**** 本文抜粋
マルチコンテンツ提供部20は、表示部17に設けられた共有の表示枠(表示領域)17aに、複数のコンテンツを切り替えて順次表示させる。表示枠17aは、表示部17が備える表示画面の一部に設けられていても良いし、全画面領域を対象として設けられていてもよい。
【0033】
また、表示枠17aはコンテンツのみでなく、ユーザがコンテンツの変更、表示枠17aの非表示等の入力操作を行うための操作用のUI機能やコンテンツ自体とは別に、ユーザにメッセージを通知する機能等を有している。
表示枠17aの大きさは、ユーザが任意に設定及び変更できるように構成されている。マルチコンテンツ提供部20は、各コンテンツを提供する際に、ユーザの属性に応じて、より適切なUIを提供できるように、UI選択部30を備えている。
【0034】
具体的には、マルチコンテンツ提供部20は、コンテンツ記憶部21、表示制御部22、及びUI選択部30を備えている。
********
必須課題
1. マルチコンテンツ提供部の説明文に照らして、次の(a)〜(c)がそれぞれ合っているかを「はい」か「いいえ」で答えてください。判断の根拠となる箇所を説明文からそのまま引用してください。
(a) 表示枠17aの大きさは、ユーザが任意に設定したり変更したりできる。
(b) 表示枠17aは、表示画面の一部にしか設けることができない。
(c) マルチコンテンツ提供部20は、コンテンツ記憶部21と表示制御部22を備えている。
2. マルチコンテンツ提供部の説明文によると、マルチコンテンツ提供部20がUI選択部30を備えているのは何のためですか。
3. マルチコンテンツ提供部の説明文の最後の文に続けて、その先を書いてください。
資料は、マルチコンテンツ提供部の説明文とは別の出典から採られています。
**** データ行
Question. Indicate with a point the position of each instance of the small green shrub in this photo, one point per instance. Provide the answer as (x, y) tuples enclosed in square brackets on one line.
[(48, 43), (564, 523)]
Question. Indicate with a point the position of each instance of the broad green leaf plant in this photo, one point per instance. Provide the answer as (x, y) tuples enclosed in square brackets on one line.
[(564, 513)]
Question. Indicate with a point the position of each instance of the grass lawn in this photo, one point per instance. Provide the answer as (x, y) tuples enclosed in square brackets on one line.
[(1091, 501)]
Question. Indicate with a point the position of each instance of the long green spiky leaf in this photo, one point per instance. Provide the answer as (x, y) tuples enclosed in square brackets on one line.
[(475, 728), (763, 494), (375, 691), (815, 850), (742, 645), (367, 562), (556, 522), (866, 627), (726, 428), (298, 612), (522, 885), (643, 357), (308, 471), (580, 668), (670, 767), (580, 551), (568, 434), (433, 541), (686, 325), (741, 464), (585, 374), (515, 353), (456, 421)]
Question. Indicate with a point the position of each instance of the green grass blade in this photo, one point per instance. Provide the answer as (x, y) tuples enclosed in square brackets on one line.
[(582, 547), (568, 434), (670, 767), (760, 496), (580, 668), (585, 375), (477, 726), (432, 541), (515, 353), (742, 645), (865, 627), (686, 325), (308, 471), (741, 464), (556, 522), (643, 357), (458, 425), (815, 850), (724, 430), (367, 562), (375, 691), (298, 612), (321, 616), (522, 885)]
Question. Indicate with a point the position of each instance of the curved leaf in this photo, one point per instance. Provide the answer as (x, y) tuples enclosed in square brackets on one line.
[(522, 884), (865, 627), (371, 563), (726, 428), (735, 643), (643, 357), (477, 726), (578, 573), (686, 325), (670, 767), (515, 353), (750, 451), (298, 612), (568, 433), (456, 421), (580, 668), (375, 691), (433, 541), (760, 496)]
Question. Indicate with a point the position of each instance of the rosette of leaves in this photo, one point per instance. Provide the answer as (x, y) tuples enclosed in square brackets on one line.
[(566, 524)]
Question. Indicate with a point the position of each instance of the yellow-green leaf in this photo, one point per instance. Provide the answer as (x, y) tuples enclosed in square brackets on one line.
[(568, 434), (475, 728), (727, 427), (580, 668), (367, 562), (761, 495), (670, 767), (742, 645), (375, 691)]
********
解答一覧
1.
(a) はい。「表示枠17aの大きさは、ユーザが任意に設定及び変更できるように構成されている。」
(b) いいえ。「全画面領域を対象として設けられていてもよい。」
(c) はい。「マルチコンテンツ提供部20は、コンテンツ記憶部21、表示制御部22、及びUI選択部30を備えている。」

2. 各コンテンツを提供する際に、ユーザの属性に応じて、より適切なUIを提供できるようにするためです。

3.
【0035】
コンテンツ記憶部21には、表示枠17aに表示させる複数のコンテンツが格納されている。例えば、表示枠17aに表示可能なコンテンツの種類は予め設定されており、これらの中から表示枠17aに表示させるコンテンツの種類をユーザが適宜選択できるような構成とされている。表示枠17aに表示可能なコンテンツの種類として、例えば、「ニュース」、「天気」、「株価」、「カレンダー」、「時刻」等が挙げられる。なお、表示枠17aに表示させるコンテンツの種類や設定方法等については上記例に限定されない。
【0036】
コンテンツ記憶部21に格納されるコンテンツは、例えば、図示しないコンテンツ取得部によって、所定のタイミングで取得される。コンテンツ取得部は、各コンテンツを配信するサービスサーバ(図示略)からコンテンツを取得し、コンテンツ記憶部21内のコンテンツを随時更新する。例えば、コンテンツ取得部は、所定のタイミングで、ニュースを配信するニュース配信サーバ、天気情報を配信する天気配信サーバ等にネットワークを介してアクセスし、ニュースコンテンツ及び天気コンテンツを取得する。なお、コンテンツの取得タイミングは、各コンテンツによって異ならせても良いし、同期させてもよい。コンテンツは一般的なWEBで利用されているURLアドレスといった形式でも良く、表示枠17aに表示するタイミングでURLアドレスが示した表示用のコンテンツを取得しても良い。
【0037】
表示制御部22は、表示枠17aにコンテンツ記憶部21に格納されている複数のコンテンツを順次切り替えて表示させる。表示制御部22は、UI選択部30によって特定されたUIルールに基づいて表示を行う。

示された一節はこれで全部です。